--- start Raw records ---

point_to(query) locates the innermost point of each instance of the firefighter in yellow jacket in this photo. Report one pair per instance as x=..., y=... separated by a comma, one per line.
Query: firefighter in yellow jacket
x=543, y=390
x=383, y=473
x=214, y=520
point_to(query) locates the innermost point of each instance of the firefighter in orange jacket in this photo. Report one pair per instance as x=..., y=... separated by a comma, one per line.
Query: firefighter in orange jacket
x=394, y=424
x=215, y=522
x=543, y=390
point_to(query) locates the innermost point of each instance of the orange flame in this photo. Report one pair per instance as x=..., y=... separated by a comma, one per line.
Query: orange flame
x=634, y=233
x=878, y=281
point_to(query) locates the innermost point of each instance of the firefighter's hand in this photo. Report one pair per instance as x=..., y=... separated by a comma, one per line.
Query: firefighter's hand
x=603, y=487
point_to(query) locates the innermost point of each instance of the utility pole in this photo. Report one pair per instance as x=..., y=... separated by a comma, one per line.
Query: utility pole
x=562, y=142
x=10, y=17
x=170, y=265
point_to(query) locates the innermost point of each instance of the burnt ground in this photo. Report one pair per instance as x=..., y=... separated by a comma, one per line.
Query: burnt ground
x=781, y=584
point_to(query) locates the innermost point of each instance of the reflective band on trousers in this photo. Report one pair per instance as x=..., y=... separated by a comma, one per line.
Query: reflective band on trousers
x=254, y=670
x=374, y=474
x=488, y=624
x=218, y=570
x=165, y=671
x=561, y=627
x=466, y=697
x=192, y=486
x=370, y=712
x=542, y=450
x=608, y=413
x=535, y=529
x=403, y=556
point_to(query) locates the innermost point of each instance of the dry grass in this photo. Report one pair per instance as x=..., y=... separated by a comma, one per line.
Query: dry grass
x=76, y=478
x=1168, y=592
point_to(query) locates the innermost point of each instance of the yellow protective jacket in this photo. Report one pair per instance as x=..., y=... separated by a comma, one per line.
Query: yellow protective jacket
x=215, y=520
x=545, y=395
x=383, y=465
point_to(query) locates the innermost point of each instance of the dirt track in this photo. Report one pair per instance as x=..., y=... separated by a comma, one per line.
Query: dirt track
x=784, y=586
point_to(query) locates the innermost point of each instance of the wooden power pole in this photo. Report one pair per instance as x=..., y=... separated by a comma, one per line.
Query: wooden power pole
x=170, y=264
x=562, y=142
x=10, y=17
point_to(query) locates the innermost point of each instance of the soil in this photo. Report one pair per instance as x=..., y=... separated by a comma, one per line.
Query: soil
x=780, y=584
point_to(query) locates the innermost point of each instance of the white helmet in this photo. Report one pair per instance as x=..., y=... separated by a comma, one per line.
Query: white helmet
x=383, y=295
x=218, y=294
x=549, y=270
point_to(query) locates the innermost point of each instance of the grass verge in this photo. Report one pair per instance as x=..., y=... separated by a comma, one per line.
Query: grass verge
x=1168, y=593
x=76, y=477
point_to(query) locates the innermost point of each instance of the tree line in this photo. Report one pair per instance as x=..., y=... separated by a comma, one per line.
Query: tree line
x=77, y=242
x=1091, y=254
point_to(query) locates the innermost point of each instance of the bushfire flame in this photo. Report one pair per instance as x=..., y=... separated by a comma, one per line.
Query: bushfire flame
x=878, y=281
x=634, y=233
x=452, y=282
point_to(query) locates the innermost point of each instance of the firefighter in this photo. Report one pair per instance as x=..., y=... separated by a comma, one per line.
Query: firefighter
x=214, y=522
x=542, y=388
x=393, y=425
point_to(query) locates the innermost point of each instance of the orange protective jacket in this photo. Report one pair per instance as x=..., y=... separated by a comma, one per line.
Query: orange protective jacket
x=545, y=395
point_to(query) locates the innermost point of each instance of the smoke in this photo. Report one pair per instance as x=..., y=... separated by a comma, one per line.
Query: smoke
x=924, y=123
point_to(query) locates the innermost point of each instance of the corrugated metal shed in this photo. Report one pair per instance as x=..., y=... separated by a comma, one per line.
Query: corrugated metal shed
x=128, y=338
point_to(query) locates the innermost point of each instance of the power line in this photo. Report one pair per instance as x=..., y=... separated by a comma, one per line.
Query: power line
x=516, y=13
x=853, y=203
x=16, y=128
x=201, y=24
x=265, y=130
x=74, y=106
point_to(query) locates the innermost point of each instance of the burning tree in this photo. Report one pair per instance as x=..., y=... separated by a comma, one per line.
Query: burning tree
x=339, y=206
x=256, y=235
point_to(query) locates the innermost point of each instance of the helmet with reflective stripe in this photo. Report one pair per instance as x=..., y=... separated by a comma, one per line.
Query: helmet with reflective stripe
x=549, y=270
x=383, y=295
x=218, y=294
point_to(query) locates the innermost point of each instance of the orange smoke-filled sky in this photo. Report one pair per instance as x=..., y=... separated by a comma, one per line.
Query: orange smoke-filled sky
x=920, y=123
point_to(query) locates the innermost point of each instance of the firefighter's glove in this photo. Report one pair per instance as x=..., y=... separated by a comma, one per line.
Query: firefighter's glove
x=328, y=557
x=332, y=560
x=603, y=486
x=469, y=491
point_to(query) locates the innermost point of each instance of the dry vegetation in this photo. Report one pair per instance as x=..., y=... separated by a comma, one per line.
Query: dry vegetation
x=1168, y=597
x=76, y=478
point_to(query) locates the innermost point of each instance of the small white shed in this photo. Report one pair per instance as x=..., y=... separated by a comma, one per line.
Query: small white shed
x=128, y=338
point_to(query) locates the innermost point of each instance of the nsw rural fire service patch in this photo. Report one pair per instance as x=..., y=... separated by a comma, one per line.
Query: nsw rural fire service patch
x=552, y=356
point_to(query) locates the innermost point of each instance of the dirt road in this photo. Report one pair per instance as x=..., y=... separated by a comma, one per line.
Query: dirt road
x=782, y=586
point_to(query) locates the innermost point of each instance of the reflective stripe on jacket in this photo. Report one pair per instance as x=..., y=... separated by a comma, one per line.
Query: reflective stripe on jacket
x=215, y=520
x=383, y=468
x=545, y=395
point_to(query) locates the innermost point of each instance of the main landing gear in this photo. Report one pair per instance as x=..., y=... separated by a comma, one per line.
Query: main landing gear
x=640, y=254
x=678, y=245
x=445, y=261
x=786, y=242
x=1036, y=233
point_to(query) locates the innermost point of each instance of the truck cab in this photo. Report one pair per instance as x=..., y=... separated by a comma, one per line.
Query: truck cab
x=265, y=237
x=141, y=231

--- end Raw records ---

### Required task
Reproduce every line of the data above, from the first to the last, without changing a single character.

### Task solution
point_to(query) locates the innermost point of each instance of the firefighter in yellow jacket in this photo. Report one pair per instance as x=..., y=... separated by a comma, one per line.
Query: firefighter in yellow jacket
x=543, y=390
x=383, y=473
x=214, y=520
point_to(query) locates the innermost point of each instance of the firefighter in orange jacket in this photo. Report one pair per instance as x=..., y=... separated by a comma, one per line.
Query: firefighter in orange jacket
x=394, y=424
x=215, y=522
x=543, y=390
point_to(query) locates the innermost point of each instance of the orange flame in this photo. Report one pair per instance as x=..., y=... separated by a comma, one per line.
Query: orange flame
x=634, y=233
x=878, y=281
point_to(query) locates the innermost point of each instance of the firefighter's hand in this photo. Report one pair per instance as x=..., y=... separated by a comma, one per line.
Query: firefighter's hand
x=603, y=487
point_to(query) locates the innermost point of each instance of the utility pole in this photo. Report one pair per instance as x=..., y=... separated by a comma, one per line.
Query: utility pole
x=562, y=142
x=10, y=17
x=170, y=265
point_to(query) locates the innermost point of each instance of the burnt ground in this photo. Report one pair per instance as x=..., y=... separated by a comma, one per line.
Query: burnt ground
x=781, y=584
point_to(query) locates the innermost point of each instance of the reflective band on trousers in this photo. Report one pair per instance as x=..., y=... separated by a comma, one per line.
Query: reflective band on trousers
x=254, y=670
x=374, y=474
x=488, y=624
x=218, y=570
x=165, y=671
x=561, y=627
x=466, y=697
x=192, y=486
x=370, y=712
x=542, y=450
x=608, y=413
x=535, y=529
x=403, y=556
point_to(query) locates the innermost point of each instance of the dry grass in this photo. Report one pair per instance as x=..., y=... separated by a comma, one per line.
Query: dry grass
x=76, y=478
x=1168, y=592
point_to(query) locates the innermost point of each instance of the yellow protective jacket in this photo. Report one pair per instance as x=..., y=... separated by a comma, one per line.
Query: yellow protective jacket
x=215, y=520
x=545, y=395
x=383, y=465
point_to(query) locates the innermost point of each instance of the dirt track in this photo. Report one pair per instance as x=..., y=... separated by a comma, one per line.
Query: dirt track
x=784, y=586
point_to(query) locates the innermost point of each instance of the wooden power pole in this photo. Report one pair per instance as x=..., y=... separated by a comma, one per line.
Query: wooden power pole
x=170, y=264
x=562, y=142
x=10, y=17
point_to(query) locates the innermost point of each instance of the soil in this photo. Report one pair per instance as x=..., y=... separated by a comma, one per line.
Query: soil
x=780, y=584
point_to(query) locates the innermost point of each instance of the white helmet in this photo. Report one pair per instance as x=..., y=... separated by a comma, one per line.
Query: white helmet
x=383, y=295
x=218, y=294
x=549, y=270
point_to(query) locates the innermost point of each instance of the grass verge in this photo. Report one pair per instance as x=..., y=... separated by a comma, one per line.
Query: grass verge
x=1168, y=593
x=76, y=477
point_to(query) locates the innermost point of each instance of the tree line in this photo. Report one pair per instance as x=..., y=... separated by a comma, one per line.
Query: tree line
x=77, y=242
x=1091, y=254
point_to(query) locates the innermost point of each instance of the bushfire flame in this photo. Report one pair per instance as x=..., y=... separated by a comma, one per line.
Query: bushfire flame
x=878, y=281
x=634, y=233
x=452, y=282
point_to(query) locates the innermost point of each instance of the firefighter in this photo. Report one pair per instance as x=..., y=... separated by a comma, one per line.
Query: firefighter
x=214, y=522
x=542, y=388
x=393, y=425
point_to(query) locates the innermost point of each instance of the orange protective jacket in this photo. Report one pair per instance as x=..., y=... separated by a comma, one per line.
Query: orange protective jacket
x=545, y=395
point_to(query) locates the innermost point of each instance of the smoke in this photo. Report one pair per instance as x=..., y=... separated by a comma, one per line.
Query: smoke
x=924, y=123
point_to(query) locates the innermost point of each instance of the corrugated metal shed in this photo. Report one pair per instance as x=..., y=... separated by a comma, one per line.
Query: corrugated metal shed
x=128, y=338
point_to(query) locates the innermost point of each instance of the power line in this photo. Report one pair per instance as x=..., y=... separated by a comma, one per line.
Query: power line
x=516, y=13
x=853, y=203
x=16, y=128
x=201, y=24
x=265, y=130
x=74, y=106
point_to(query) locates the innermost point of each instance of the burning tree in this photo. Report one pair per instance as x=..., y=... separated by a comma, one per line.
Query: burning tree
x=339, y=206
x=256, y=235
point_to(query) locates the innermost point of each instance of the helmet with reflective stripe in this photo. Report one pair per instance as x=..., y=... separated by a comma, one per line.
Query: helmet with reflective stripe
x=549, y=270
x=383, y=295
x=218, y=294
point_to(query) locates the innermost point of each instance of the orange smoke-filled sky in this photo. Report one pair per instance as x=..., y=... separated by a comma, one per line.
Query: orange smoke-filled sky
x=920, y=123
point_to(query) locates the innermost point of each instance of the firefighter's glove in this photo. Report one pair per instance as x=..., y=... separated by a comma, one per line.
Query: firefighter's glove
x=328, y=557
x=332, y=560
x=603, y=486
x=469, y=491
point_to(query) locates the innermost point of each instance of the dry vegetation in this photo. Report one pair per instance as x=..., y=... separated by a comma, one per line.
Query: dry vegetation
x=1168, y=597
x=76, y=478
point_to(query) locates the innermost point of each instance of the small white shed in this photo. Report one pair per instance as x=..., y=... separated by a comma, one per line.
Query: small white shed
x=128, y=338
point_to(query) locates the innermost point of each instance of the nsw rural fire service patch in this photo. Report one pair per instance as x=..., y=... separated by a comma, one per line.
Query: nsw rural fire service patch
x=552, y=356
point_to(query) locates the innermost point of each instance of the dirt road in this photo. Report one pair per instance as x=..., y=... separated by a comma, one per line.
Query: dirt road
x=782, y=586
point_to(query) locates the innermost point of each instance of the reflective stripe on jacket in this photo. Report one pair per instance as x=..., y=... separated by a comma, one per line.
Query: reflective stripe on jacket
x=215, y=520
x=383, y=468
x=545, y=395
point_to(query) locates the innermost point of each instance of the main landing gear in this photo. Report one pair per instance as x=..., y=... separated by a comma, one per line.
Query: main landing gear
x=640, y=254
x=678, y=245
x=445, y=261
x=786, y=242
x=1036, y=233
point_to(query) locates the innermost point of each instance of the truck cab in this photo. Report one pair per instance as x=..., y=... separated by a comma, one per line.
Query: truck cab
x=265, y=237
x=141, y=231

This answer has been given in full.